◆ Instructions to follow
Exclude images, then output the remaining data verbatim.

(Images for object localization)
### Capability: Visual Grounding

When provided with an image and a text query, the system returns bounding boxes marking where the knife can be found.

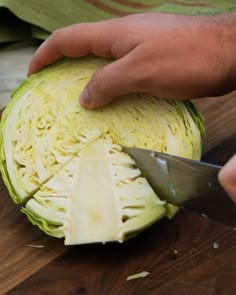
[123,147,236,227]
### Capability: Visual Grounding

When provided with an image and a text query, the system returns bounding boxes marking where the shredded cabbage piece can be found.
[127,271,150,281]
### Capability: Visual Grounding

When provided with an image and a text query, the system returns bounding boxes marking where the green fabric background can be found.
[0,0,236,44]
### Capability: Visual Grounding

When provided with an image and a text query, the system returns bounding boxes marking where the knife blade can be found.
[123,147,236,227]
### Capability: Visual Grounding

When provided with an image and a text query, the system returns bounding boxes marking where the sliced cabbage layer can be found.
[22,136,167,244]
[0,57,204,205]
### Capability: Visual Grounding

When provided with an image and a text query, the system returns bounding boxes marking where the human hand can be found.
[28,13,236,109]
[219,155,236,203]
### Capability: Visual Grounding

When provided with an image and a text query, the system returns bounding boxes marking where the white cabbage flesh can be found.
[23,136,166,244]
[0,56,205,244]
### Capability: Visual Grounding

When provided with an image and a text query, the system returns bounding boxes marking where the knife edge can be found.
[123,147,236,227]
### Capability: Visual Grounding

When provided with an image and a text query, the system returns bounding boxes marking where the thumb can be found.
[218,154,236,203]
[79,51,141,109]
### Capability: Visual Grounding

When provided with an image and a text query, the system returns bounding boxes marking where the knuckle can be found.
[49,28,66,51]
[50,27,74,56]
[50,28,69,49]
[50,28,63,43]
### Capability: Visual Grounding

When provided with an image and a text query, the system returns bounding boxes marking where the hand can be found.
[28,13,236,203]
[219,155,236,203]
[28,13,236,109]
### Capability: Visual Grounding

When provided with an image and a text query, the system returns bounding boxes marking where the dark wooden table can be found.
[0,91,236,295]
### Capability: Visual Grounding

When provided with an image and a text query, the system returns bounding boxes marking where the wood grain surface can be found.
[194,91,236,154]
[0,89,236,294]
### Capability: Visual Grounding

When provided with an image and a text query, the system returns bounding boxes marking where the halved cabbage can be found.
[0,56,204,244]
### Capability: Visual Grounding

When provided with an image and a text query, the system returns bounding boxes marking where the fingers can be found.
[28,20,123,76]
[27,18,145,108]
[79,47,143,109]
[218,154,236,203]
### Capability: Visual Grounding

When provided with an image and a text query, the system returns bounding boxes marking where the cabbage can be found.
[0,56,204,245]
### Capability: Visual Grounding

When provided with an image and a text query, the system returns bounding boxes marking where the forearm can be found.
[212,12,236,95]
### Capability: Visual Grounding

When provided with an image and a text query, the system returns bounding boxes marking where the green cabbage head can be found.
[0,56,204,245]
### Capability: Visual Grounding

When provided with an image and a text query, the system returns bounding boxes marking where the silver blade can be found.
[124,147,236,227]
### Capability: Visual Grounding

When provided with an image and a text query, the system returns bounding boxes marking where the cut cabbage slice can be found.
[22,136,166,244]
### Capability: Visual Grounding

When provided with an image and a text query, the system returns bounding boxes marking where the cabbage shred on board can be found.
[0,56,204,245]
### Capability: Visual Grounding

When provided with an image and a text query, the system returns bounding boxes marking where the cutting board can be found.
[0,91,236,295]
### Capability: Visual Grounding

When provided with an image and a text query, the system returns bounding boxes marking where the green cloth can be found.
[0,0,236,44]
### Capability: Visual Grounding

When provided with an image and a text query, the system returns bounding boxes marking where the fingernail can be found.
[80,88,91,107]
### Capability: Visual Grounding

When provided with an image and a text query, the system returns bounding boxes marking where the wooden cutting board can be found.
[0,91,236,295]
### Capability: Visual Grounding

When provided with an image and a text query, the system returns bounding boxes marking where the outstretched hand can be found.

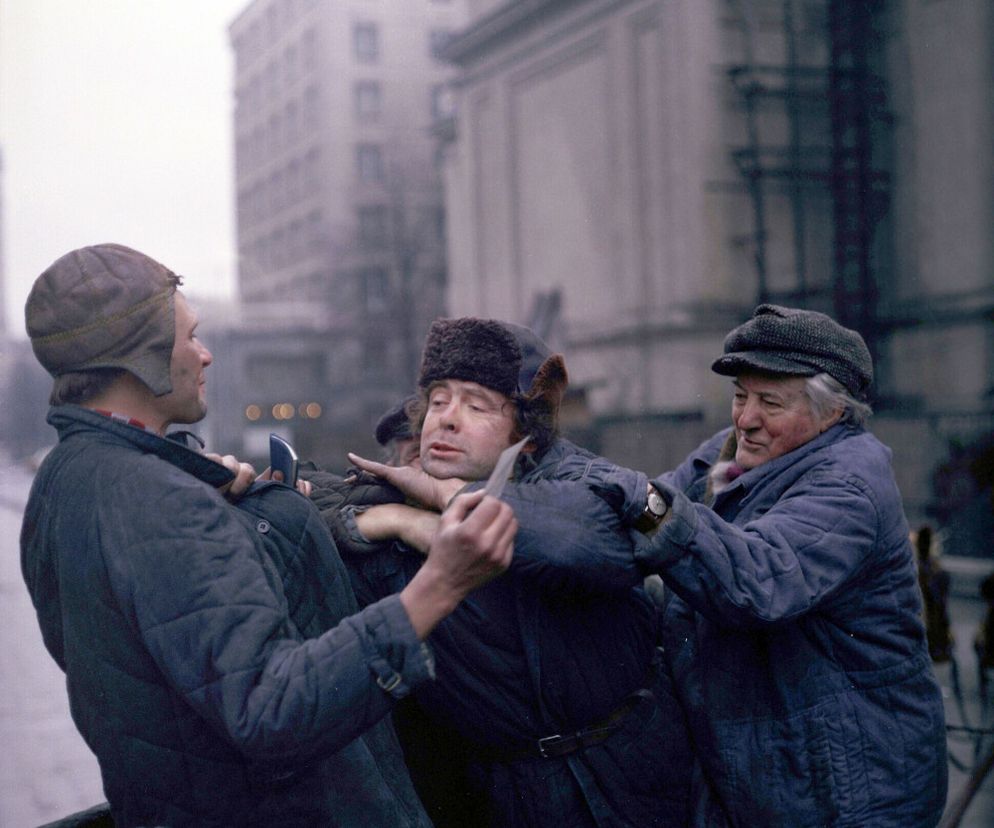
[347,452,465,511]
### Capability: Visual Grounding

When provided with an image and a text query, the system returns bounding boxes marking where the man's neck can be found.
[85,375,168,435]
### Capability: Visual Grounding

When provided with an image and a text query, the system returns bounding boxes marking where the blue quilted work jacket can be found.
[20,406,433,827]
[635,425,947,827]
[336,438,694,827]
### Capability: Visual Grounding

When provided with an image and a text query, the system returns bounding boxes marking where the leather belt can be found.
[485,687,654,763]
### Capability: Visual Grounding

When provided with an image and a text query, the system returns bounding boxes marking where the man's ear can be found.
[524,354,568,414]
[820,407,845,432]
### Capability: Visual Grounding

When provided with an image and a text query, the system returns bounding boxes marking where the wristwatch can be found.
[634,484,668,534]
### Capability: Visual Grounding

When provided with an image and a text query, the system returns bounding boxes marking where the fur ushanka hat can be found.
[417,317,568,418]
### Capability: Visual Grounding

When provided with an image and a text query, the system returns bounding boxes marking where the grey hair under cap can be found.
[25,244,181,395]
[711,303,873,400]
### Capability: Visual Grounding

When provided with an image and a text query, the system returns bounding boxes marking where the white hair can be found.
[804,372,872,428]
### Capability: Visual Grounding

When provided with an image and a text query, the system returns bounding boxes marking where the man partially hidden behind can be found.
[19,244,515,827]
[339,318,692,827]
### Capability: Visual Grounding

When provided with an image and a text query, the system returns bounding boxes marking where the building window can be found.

◆ Response
### Capability: Visual Grounding

When provided with an image and a text query, the system returns bounding boxes marking where the knife can be found.

[123,147,236,227]
### Capability: Visual Grounding

When provided with an image and a text query, the system returns bounding boxes marking where the shredded cabbage piece can be found.
[127,271,150,281]
### Capability: Visual Grounding

When provided with an image and a text query, the system returns bounding boxes marking where the green fabric background can be found.
[0,0,236,44]
### Capability: Visual Grounding

When provided with an image and a text query, the system returns bounding boxes marking where the knife blade can be found.
[123,147,236,227]
### Capability: Visual Grounding

When provided with an image and a text query, the system returns bounding boxes marking where the sliced cabbage layer can be found.
[22,136,167,244]
[0,57,204,205]
### Capability: Visual Grounding

When provided with an image and a text query, the system returns bounding boxes marking where the human hand can be found.
[28,13,236,109]
[219,155,236,203]
### Capability: Visual Grounding

When provided with an image and a text query, the system returns bounding boxes marking where the white cabbage flesh can be found.
[23,136,166,244]
[0,56,205,244]
### Capability: Visual Grounding

When provided with an image and a text query, the system returns bounding boxes marking where the knife edge can be found.
[123,147,236,227]
### Capability: Visual Grounding

When provided with an image and a text query, the system returns bounding boxes marking where the thumb can be found.
[218,154,236,203]
[79,51,141,109]
### Capability: Visual Grounding

When provided with an image and a text query, the system returns bounding boxes marking where the knuckle can be found.
[49,28,66,51]
[50,27,74,56]
[50,28,69,49]
[50,28,63,43]
### Capability: Visual Grounding

When provided with an image and a text query, the system returns bounding boxes marking where the hand can be found.
[28,13,236,203]
[219,155,236,203]
[28,13,236,109]
### Capability: Visual Grounding

When provided with an image and a text query, the system returns bounding boxes marking where the dark wooden table can be found.
[0,91,236,295]
### Capability: Visual Grounding

When provided with an image and a text query, the system returns bounding boxes marking where the wood grain surface can be found.
[194,91,236,154]
[0,89,236,294]
### Capability: Visual Grounding

When provided with an image and a text query, the system returns bounding boxes marking where the halved cabbage can be found.
[0,56,204,244]
### Capability: Visual Grounding

When provided with an image and a text query, the system returns bounding boxes marking where the fingers can be found.
[28,20,123,76]
[27,18,145,108]
[79,47,143,109]
[218,154,236,203]
### Capability: Visual Grounding

When provided with an image and a text query, the system returns bounding boxes marking where the cabbage can be found.
[0,56,204,245]
### Capability: Visual Grounding

When provided with an image and a text query, the system returns bounding boxes marking where the forearm can be found.
[212,12,236,95]
### Capability: Visual Grounding

When provided with an image and a text query, the system returns bounding boxes marking where the green cabbage head can be found.
[0,56,204,245]
### Capability: Visual Grounding

When provided with an image and a text query, the system returns bounding boxes marking where the silver blade can be found.
[124,147,236,227]
### Capability: Visual Grounding

When provided with an image and a text query, the system returns bounding boxes marking where the cut cabbage slice can be found.
[22,136,166,244]
### Capability: Visual Grounding

When provided with an image and a text query, the system returns bounding boxes marking where the cabbage shred on board can be found.
[0,56,204,245]
### Capability: Visual Grounding

When provided with an image and a text query, the system returns bounding boxes marking where the cutting board can be found.
[0,91,236,295]
### Capability: Visual Grounding

When provided with an image and a text query, the system returns bounding boxes marking where the green cloth can be found.
[0,0,236,44]
### Capability: Visual Grounding

When provided with an image and a text query, the system returns bounding boxes marking where the fingernail can be found.
[80,88,91,107]
### Capability: Visual Grounding

When provided with an image and a text query, the system returns bounding boxes marking where the wooden cutting board can be found.
[0,91,236,295]
### Capability: Visual Grounding

When provided with an image and a text query, the system returns bounding boxes marking where the outstretched hand can be found.

[347,452,465,511]
### Capability: Visual Grounding

When provided with an image and a text query, the system returns bounding boxes marking where the man's neck can be found.
[85,375,168,435]
### Capability: Visual Grounding

When provided with an image and a text query, the system returns bounding boxes marking where the blue quilted work jacket can be found.
[20,406,433,827]
[635,425,947,827]
[336,438,694,827]
### Capability: Visual Grounding

When provided with an image and a text query, the system returns bounding boxes marking where the leather belt can be found.
[485,687,654,763]
### Capability: Visual Grounding

When provided with an image and a text query, the system returns bounding boxes marking where the man's ear can be found.
[524,354,568,414]
[820,407,845,432]
### Capability: Visual Grounding

When provided with an image and a text query, the system returns bounding boxes marking where the wristwatch can be found.
[634,484,668,534]
### Capability: Visual Grounding

When provided with an image and a text query, the system returns bounding boxes marking where the fur ushanka hat can be found.
[417,317,568,418]
### Capability: Visual Grounding

When provided with an image and a text query, the system returns bounding boxes marking where the grey hair under cap can be found.
[25,244,181,395]
[711,303,873,400]
### Capability: Visual Grounding

When provided with an image and a text query, the system returns bounding boxes marking where the white hair can be found.
[804,372,872,428]
### Capability: Visual Grounding

When provided with an image and a text query, the system returns bounding boxes marking where the man partially hidden behind can be found.
[19,244,515,827]
[339,318,692,827]
### Capability: Visual Grounding

When provided with an image and a text query, the system returns bounding boxes marking where the building window can be found.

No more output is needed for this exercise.